◆ **SELECTED EXCERPT**
Explaining a statement regarding aliasing in a document

Question

I am reading this document and in the section "Aliasing and Anti-Aliasing", the author make the following statement:

Consider a signal with two frequency components: $f_1 = 10\,\text{Hz}$ which is our desired signal and $f_2 = 20\,\text{Hz}$ which is noise. Let's say that we sample the signal at $f_s = 30\,\text{Hz}$. The first frequency component, $f_1$, will generate the following frequency components at the output of the multiplier, $10\,\text{Hz}, 20\,\text{Hz}, 40\,\text{Hz}, 50\,\text{Hz}, 70\,\text{Hz}$ and so on. The second frequency component $f_2 = 20\,\text{Hz}$ will generate the following frequency components at the output of the multiplier, $20\,\text{Hz}, 10\,\text{Hz}, > 50\,\text{Hz}, 40\,\text{Hz}, 80\,\text{Hz}$ and so on.

It's probably obvious to most but could someone explain where those generated frequency components come from. Thanks.

The background is that I've started reading Richard Lyons' DSP text and I really like it so far except that now I hit the bandpass sampling section and I didn't follow it. So, I've been looking for other material. If anyone knows of some good material ( books or papers ) on bandpass sampling ( I've printed out the dsp.stackexchange material and will check that out next ), it's appreciated.

Answer 1

The frequencies are $\left|10\,\mathrm{Hz}+k\cdot30\,\mathrm{Hz}\right|, k\in \mathbb{Z}$ and the same for $20\,\mathrm{Hz}$.

Note that real signals always have (complex conjugate) signal components for positive and negative frequencies, so a $10\,\mathrm{Hz}$ signal has components at $\pm10\,\mathrm{Hz}$. Consequently aliasing in a $30\,\mathrm{Hz}$ grid will also reach $\mp 20\,\mathrm{Hz}$.

Answer 2

Just as a reminder, which could help you solve the confusion: The mathematical equation used to model the sampling process is the impulse train modulation, which could be stated in the simplest sense as:

$$ x_s(t) = \delta_{T_s}(t) \cdot x_c(t) = \left( \sum_{k=-\infty}^{\infty} \delta(t-kT) \right) x_c(t) $$ where $x_c(t)$ is the bandlimited continuous time function and $x_s(t)$ is the sampled version which is still a continuous time signal (not yet converted into a sequence of samples).

◆ **STORED ROWS**
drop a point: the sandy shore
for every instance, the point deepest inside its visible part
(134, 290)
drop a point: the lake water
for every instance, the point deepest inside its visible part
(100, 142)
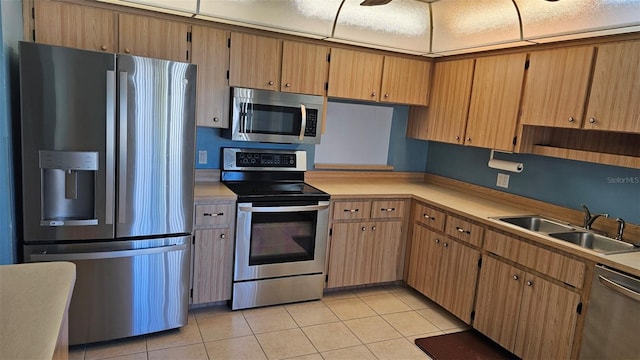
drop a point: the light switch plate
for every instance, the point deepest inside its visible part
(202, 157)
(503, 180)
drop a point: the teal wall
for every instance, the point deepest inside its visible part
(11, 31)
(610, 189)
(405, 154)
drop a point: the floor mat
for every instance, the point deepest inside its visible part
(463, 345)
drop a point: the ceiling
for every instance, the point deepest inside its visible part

--

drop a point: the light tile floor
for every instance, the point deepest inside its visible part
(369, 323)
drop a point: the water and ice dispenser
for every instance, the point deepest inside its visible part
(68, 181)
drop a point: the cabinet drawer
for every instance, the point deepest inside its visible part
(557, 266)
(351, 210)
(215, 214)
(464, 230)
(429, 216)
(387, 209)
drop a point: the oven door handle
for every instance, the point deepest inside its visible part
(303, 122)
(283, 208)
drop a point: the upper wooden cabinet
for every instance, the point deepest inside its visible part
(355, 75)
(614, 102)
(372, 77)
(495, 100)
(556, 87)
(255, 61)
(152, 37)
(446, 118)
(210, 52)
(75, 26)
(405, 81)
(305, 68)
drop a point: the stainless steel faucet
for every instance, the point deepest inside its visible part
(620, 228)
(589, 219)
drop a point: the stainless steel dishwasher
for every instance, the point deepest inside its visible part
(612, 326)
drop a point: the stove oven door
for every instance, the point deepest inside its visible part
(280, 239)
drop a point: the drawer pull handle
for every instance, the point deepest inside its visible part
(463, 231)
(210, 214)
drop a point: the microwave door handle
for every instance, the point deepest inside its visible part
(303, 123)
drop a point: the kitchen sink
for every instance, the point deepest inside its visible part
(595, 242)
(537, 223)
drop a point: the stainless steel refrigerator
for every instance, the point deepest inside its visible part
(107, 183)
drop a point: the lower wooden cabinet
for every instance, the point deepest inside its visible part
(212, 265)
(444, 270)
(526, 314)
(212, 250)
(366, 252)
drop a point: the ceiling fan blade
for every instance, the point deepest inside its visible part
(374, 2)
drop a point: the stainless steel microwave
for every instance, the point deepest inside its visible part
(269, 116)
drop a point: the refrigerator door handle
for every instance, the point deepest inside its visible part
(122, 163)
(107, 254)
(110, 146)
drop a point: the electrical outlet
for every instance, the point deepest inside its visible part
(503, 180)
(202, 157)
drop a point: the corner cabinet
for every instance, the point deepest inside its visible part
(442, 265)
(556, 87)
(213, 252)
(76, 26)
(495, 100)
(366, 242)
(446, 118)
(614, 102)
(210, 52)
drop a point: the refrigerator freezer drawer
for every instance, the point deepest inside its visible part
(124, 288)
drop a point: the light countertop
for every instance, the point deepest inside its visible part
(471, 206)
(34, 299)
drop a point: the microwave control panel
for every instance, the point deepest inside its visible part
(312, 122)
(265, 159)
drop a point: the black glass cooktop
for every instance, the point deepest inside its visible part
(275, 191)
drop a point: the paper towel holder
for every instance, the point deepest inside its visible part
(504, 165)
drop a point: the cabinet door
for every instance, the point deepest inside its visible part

◆ **REQUEST A**
Decide whether each statement agrees with the aliasing thread, answering yes or no and quoting the deciding words: (i) In the quoted example, the signal is sampled at 30 Hz. (ii) In the quoted example, the 20 Hz component is the desired signal. (iii) Answer 2 says the sampled version $x_s(t)$ is already a sequence of samples.
◆ **REQUEST B**
From the aliasing thread, extract the passage between "I am reading" and "come from. Thanks.", inclusive.

◆ **RESPONSE A**
(i) Yes: "Let's say that we sample the signal at $f_s = 30\,\text{Hz}$."
(ii) No: "$f_2 = 20\,\text{Hz}$ which is noise"
(iii) No: "is the sampled version which is still a continuous time signal (not yet converted into a sequence of samples)"

◆ **RESPONSE B**
I am reading this document and in the section "Aliasing and Anti-Aliasing", the author make the following statement:

Consider a signal with two frequency components: $f_1 = 10\,\text{Hz}$ which is our desired signal and $f_2 = 20\,\text{Hz}$ which is noise. Let's say that we sample the signal at $f_s = 30\,\text{Hz}$. The first frequency component, $f_1$, will generate the following frequency components at the output of the multiplier, $10\,\text{Hz}, 20\,\text{Hz}, 40\,\text{Hz}, 50\,\text{Hz}, 70\,\text{Hz}$ and so on. The second frequency component $f_2 = 20\,\text{Hz}$ will generate the following frequency components at the output of the multiplier, $20\,\text{Hz}, 10\,\text{Hz}, > 50\,\text{Hz}, 40\,\text{Hz}, 80\,\text{Hz}$ and so on.

It's probably obvious to most but could someone explain where those generated frequency components come from. Thanks.